■ What is being asked ■
Starting at the first line of the data below, retype every line up to and including the one containing "Where can the parked".

■ Records for this task ■
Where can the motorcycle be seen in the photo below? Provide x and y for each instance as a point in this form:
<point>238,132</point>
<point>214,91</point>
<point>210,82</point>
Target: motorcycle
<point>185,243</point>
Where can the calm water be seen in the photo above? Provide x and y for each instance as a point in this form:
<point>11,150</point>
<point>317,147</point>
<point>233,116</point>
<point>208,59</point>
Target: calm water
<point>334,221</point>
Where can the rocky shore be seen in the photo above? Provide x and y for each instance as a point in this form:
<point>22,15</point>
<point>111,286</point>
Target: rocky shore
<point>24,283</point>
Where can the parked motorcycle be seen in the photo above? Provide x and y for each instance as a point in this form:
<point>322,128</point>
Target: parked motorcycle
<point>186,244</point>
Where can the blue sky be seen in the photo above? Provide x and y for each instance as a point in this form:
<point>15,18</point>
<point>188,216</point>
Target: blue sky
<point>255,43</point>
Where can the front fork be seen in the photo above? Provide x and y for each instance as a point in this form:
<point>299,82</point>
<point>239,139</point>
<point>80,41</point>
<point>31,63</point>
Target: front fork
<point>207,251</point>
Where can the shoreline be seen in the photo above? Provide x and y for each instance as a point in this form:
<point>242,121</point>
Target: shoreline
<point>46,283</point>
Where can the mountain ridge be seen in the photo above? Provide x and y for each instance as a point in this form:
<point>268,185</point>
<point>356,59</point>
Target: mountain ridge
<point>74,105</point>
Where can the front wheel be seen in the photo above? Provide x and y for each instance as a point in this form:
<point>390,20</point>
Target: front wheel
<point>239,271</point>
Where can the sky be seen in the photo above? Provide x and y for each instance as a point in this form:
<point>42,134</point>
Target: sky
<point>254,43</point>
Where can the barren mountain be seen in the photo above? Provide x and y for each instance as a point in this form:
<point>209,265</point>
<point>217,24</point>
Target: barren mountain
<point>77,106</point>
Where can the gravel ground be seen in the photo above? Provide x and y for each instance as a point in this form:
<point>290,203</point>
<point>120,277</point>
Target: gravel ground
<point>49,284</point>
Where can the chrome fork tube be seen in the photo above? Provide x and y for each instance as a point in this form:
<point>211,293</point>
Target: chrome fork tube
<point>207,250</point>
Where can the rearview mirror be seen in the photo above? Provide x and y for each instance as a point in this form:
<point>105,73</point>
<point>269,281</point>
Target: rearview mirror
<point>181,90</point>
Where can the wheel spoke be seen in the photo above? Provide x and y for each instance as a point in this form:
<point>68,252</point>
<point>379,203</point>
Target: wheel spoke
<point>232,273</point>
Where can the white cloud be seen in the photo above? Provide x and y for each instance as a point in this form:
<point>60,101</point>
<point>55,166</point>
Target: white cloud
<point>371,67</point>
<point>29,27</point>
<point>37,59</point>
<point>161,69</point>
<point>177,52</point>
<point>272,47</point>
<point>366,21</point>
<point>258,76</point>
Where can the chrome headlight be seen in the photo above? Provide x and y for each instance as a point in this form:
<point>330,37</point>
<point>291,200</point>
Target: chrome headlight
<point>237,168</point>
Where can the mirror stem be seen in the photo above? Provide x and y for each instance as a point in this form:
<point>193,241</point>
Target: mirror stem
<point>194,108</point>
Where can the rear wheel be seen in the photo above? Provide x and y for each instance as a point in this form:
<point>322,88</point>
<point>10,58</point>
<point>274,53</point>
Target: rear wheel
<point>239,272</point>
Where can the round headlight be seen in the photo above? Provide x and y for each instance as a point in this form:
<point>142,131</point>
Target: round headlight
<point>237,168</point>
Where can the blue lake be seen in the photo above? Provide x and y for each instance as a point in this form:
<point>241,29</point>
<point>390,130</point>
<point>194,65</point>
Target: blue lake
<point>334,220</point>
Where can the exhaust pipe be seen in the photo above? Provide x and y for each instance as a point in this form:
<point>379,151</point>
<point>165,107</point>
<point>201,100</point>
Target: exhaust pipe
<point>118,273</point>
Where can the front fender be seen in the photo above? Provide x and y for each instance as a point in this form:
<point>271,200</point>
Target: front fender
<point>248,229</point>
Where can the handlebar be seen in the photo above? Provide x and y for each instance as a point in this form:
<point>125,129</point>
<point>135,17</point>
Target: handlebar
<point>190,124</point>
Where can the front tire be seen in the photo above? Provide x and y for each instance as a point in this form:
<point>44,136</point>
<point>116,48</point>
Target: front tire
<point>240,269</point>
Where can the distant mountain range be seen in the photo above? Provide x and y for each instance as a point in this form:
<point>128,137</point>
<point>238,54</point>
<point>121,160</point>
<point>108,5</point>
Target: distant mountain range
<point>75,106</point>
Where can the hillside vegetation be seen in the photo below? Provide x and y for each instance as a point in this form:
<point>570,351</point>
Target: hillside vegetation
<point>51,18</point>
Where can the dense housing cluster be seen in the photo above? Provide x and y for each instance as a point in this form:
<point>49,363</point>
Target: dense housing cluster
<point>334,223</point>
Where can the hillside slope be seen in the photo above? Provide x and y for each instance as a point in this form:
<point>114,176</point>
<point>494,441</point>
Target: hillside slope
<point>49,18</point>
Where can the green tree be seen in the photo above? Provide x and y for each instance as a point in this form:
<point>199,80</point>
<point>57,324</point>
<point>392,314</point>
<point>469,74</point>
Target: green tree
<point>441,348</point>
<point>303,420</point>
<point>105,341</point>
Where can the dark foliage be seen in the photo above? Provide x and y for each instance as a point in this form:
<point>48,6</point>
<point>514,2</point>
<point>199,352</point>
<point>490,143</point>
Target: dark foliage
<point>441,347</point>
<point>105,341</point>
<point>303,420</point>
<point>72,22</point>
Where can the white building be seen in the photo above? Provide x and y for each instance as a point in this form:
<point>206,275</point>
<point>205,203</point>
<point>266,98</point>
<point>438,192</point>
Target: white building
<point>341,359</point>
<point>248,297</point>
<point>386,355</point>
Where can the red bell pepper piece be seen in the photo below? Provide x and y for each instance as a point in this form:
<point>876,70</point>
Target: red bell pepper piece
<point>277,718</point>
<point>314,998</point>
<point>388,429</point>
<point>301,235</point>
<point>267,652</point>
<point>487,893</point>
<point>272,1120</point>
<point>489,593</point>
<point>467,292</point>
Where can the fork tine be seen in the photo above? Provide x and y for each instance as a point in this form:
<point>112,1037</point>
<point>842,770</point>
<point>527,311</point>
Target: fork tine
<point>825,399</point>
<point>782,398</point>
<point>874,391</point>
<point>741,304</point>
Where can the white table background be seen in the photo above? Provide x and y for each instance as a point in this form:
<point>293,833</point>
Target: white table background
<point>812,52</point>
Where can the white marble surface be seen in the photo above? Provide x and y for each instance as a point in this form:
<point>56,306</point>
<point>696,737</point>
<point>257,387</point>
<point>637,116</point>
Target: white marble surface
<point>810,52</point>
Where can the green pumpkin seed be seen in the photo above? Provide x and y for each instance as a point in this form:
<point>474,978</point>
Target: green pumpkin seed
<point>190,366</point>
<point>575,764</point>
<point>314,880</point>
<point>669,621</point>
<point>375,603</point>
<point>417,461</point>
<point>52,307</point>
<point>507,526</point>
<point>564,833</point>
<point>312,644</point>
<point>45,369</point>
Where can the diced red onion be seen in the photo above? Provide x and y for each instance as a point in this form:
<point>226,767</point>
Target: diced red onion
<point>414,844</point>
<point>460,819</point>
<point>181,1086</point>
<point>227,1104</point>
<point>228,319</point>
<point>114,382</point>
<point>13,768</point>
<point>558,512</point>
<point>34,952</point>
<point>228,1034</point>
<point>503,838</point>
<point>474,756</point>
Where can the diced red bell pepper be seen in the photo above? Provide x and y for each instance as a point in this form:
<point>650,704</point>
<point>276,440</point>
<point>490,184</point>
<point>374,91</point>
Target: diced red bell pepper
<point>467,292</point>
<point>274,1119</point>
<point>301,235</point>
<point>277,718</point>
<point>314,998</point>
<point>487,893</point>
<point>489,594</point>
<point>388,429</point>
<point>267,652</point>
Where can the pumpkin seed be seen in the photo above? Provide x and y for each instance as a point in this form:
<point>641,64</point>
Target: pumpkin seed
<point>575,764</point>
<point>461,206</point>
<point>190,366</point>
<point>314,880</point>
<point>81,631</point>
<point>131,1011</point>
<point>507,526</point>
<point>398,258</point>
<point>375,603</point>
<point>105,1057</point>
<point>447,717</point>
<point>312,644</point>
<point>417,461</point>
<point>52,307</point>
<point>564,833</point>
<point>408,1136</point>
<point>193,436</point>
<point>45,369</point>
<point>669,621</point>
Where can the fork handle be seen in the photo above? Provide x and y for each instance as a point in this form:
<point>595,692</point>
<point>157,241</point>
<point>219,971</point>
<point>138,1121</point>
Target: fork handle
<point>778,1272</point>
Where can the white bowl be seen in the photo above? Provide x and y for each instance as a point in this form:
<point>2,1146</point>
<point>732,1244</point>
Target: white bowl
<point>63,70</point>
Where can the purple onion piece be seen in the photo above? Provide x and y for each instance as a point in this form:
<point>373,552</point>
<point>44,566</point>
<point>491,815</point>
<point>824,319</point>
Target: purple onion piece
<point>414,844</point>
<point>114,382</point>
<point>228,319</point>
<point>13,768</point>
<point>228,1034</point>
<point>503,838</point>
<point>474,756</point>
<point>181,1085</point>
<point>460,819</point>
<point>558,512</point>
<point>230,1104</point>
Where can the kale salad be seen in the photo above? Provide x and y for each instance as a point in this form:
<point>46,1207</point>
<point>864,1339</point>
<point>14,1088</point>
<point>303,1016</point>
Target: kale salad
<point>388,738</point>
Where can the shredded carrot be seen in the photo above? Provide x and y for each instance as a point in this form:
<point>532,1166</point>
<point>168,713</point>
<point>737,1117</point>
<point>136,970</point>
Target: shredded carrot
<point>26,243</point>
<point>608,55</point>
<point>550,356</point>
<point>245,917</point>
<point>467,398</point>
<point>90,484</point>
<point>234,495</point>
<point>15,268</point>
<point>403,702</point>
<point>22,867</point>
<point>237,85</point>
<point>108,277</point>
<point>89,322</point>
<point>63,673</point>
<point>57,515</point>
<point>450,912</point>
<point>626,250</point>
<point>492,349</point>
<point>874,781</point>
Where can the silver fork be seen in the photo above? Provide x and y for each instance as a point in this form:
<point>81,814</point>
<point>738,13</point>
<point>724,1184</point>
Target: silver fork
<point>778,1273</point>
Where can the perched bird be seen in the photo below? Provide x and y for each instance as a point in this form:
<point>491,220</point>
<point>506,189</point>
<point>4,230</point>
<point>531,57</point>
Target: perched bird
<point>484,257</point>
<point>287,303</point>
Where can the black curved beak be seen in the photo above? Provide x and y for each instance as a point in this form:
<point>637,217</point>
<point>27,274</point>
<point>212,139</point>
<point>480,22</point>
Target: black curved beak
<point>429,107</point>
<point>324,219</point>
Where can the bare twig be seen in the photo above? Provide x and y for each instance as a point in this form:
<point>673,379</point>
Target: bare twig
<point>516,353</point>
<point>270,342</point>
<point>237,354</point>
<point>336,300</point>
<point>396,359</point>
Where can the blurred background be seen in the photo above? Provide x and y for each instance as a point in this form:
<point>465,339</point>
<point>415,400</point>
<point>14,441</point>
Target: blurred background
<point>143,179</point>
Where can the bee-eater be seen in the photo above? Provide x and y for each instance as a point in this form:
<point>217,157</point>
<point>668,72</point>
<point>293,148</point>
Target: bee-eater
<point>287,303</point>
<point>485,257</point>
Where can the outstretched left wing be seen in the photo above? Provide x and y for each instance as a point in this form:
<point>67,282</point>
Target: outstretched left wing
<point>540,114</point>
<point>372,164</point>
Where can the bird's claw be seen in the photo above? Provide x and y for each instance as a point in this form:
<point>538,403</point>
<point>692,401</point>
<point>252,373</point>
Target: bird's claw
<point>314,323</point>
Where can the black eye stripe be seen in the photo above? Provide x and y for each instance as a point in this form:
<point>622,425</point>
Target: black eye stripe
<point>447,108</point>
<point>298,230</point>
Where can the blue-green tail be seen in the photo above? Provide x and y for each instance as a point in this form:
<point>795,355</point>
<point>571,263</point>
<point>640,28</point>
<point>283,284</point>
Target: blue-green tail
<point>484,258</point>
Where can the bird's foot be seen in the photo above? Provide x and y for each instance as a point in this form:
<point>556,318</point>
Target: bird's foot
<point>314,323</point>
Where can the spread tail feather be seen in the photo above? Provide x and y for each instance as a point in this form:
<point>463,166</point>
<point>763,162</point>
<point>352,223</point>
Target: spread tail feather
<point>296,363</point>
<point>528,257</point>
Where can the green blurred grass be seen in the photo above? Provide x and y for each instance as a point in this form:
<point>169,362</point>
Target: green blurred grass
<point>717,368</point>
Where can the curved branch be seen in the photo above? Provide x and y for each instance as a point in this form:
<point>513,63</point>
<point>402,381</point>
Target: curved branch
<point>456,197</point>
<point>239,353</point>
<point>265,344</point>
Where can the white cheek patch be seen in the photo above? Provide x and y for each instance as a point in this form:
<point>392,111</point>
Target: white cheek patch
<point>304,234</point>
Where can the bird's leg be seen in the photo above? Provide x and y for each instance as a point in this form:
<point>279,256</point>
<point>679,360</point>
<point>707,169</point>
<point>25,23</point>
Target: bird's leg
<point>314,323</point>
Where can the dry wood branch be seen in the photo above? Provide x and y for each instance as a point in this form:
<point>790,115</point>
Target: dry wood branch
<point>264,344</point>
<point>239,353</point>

■ Response box ■
Where can the motorcycle be seen in the photo below? Provide x and y for each instance as a point in this form:
<point>238,132</point>
<point>214,91</point>
<point>210,82</point>
Target: motorcycle
<point>185,243</point>
Where can the calm water be seen in the photo above? Provide x and y for each instance as a point in this form:
<point>11,150</point>
<point>317,147</point>
<point>233,116</point>
<point>208,59</point>
Target: calm water
<point>334,221</point>
Where can the rocky shore be seen in the photo above? Provide x and y for each instance as a point in this form:
<point>22,15</point>
<point>111,286</point>
Target: rocky shore
<point>24,283</point>
Where can the parked motorcycle be seen in the photo above? Provide x and y for each instance as a point in this form:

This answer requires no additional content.